■ Given request: Reproduce verbatim the lines of the entries below, beginning with the line containing "draw the outline of the orange jacket" and continuing through the final line of the entries.

■ Provided entries:
━━━━━━━━━━
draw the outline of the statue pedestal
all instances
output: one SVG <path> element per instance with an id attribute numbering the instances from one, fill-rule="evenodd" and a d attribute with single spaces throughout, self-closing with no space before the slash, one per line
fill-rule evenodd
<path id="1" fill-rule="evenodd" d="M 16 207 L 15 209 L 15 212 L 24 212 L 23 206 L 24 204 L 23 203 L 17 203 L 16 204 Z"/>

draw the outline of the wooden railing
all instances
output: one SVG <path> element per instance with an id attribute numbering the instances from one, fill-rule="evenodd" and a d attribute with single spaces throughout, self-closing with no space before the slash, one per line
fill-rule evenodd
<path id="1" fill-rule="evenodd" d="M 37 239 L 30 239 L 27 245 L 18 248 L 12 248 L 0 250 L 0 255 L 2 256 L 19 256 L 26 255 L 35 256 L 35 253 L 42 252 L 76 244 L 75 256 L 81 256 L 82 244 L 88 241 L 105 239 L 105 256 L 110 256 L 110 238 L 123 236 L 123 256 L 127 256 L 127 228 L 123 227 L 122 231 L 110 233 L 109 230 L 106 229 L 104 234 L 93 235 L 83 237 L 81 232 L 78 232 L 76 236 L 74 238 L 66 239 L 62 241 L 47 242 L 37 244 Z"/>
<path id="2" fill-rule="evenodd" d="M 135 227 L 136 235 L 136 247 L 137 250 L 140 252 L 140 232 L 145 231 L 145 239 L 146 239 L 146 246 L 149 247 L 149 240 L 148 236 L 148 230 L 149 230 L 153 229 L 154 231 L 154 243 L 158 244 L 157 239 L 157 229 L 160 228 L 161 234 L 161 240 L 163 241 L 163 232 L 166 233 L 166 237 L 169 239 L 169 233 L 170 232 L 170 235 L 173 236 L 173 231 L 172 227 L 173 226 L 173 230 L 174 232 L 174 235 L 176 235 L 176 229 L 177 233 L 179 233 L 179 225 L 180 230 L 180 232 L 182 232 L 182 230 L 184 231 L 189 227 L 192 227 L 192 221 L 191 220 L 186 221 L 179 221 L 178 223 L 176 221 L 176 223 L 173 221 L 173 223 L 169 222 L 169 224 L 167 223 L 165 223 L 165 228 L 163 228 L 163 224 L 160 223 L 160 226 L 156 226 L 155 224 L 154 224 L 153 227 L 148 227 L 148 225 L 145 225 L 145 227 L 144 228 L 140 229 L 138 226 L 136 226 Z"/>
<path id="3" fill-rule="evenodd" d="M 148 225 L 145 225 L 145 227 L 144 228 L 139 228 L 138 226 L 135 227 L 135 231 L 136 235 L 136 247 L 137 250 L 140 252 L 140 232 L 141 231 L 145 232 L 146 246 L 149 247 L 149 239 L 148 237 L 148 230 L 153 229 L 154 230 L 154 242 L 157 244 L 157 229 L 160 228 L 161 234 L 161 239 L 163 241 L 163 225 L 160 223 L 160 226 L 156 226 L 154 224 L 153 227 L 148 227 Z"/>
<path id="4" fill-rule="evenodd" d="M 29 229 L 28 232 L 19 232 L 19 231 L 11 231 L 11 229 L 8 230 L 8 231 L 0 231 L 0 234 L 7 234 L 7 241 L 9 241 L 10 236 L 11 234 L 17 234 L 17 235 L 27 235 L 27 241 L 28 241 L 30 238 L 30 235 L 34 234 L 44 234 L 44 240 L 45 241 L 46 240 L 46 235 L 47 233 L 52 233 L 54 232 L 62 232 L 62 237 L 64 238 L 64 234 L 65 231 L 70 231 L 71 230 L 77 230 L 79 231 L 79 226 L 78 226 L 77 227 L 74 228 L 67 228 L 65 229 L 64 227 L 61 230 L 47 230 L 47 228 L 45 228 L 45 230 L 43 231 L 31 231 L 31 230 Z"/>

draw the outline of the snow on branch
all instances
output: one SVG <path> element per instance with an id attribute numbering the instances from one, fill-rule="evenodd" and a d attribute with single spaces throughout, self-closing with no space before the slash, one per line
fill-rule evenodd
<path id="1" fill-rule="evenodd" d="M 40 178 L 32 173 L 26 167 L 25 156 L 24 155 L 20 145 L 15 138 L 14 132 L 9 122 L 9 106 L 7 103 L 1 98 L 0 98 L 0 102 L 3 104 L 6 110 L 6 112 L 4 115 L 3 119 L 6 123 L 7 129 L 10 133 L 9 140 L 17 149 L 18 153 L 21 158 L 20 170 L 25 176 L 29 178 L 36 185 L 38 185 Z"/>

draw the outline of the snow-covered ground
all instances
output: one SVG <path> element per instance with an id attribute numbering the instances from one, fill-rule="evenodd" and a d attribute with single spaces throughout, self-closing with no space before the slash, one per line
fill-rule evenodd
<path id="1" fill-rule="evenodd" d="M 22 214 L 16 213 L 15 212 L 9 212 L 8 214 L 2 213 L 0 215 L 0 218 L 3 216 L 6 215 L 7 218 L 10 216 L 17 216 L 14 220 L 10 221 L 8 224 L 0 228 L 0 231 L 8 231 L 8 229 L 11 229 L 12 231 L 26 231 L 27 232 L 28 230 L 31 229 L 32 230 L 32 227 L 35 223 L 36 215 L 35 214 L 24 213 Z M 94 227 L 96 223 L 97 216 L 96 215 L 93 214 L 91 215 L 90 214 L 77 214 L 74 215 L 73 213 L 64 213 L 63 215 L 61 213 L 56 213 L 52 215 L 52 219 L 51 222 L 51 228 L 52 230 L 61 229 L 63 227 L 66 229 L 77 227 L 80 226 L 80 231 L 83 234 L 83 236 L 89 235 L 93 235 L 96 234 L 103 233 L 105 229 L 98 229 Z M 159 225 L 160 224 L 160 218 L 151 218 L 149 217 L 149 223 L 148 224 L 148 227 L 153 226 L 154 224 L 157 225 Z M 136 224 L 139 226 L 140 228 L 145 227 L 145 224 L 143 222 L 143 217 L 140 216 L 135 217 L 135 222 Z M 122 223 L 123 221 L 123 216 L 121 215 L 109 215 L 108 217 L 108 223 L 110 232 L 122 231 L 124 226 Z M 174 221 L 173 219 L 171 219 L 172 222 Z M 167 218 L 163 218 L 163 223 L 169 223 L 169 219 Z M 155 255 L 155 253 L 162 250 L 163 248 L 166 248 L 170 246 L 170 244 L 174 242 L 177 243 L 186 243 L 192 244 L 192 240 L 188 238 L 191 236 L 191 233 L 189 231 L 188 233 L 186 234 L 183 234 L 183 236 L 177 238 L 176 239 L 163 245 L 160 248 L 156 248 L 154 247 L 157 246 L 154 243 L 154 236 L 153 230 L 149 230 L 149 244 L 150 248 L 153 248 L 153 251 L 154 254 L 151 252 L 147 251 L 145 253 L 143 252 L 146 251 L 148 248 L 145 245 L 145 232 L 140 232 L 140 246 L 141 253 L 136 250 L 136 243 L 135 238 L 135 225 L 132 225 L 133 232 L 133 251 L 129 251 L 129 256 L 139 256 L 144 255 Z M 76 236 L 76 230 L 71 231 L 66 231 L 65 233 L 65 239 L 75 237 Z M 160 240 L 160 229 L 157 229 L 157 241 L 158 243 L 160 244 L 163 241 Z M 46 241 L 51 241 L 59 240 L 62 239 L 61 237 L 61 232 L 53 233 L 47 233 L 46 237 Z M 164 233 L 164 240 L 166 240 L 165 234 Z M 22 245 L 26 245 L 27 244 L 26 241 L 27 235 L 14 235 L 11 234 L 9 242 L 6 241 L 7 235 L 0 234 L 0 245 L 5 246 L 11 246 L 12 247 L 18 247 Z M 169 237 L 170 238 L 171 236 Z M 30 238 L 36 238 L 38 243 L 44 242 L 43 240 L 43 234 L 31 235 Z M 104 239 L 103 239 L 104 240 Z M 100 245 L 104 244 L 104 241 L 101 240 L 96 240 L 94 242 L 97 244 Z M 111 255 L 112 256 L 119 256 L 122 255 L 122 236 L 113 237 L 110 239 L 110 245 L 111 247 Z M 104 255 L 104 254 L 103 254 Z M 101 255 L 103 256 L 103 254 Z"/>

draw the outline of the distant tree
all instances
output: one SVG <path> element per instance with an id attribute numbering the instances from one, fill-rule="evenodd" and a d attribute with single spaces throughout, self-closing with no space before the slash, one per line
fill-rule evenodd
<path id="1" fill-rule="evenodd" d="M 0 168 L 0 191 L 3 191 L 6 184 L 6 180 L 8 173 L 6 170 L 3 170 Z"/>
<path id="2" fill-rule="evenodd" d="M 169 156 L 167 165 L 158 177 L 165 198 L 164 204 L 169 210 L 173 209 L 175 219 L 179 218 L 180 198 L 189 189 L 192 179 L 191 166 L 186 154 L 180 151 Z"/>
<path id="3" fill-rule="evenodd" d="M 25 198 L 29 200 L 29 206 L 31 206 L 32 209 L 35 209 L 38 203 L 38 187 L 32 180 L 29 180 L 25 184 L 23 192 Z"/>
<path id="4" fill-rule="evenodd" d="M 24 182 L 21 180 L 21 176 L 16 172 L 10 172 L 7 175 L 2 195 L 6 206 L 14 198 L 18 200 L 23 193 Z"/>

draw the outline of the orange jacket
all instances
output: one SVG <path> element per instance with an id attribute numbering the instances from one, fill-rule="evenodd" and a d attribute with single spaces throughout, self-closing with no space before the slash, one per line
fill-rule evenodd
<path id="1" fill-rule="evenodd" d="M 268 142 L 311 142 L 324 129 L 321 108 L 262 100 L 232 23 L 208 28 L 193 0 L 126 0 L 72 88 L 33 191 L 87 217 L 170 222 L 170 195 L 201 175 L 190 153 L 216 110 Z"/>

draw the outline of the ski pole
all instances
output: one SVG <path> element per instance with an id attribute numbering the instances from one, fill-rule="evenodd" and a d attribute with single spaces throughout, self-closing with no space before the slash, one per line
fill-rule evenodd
━━━━━━━━━━
■ Solution to this problem:
draw the outline of the orange jacket
all instances
output: one SVG <path> element per instance with an id attribute numbering the instances from one, fill-rule="evenodd" and a d attribute with single spaces throughout, self-closing with no space before the slash, one per line
fill-rule evenodd
<path id="1" fill-rule="evenodd" d="M 268 142 L 311 142 L 324 129 L 321 108 L 262 100 L 232 23 L 208 28 L 193 0 L 126 0 L 72 88 L 33 191 L 87 217 L 170 222 L 170 195 L 201 175 L 190 153 L 216 110 Z"/>

draw the outline of the ski pole
all instances
output: one SVG <path> element per instance with an id attribute numbering the instances from one, fill-rule="evenodd" and a d attribute with single spaces throughout, self-closing with no space before the slash, one per line
fill-rule evenodd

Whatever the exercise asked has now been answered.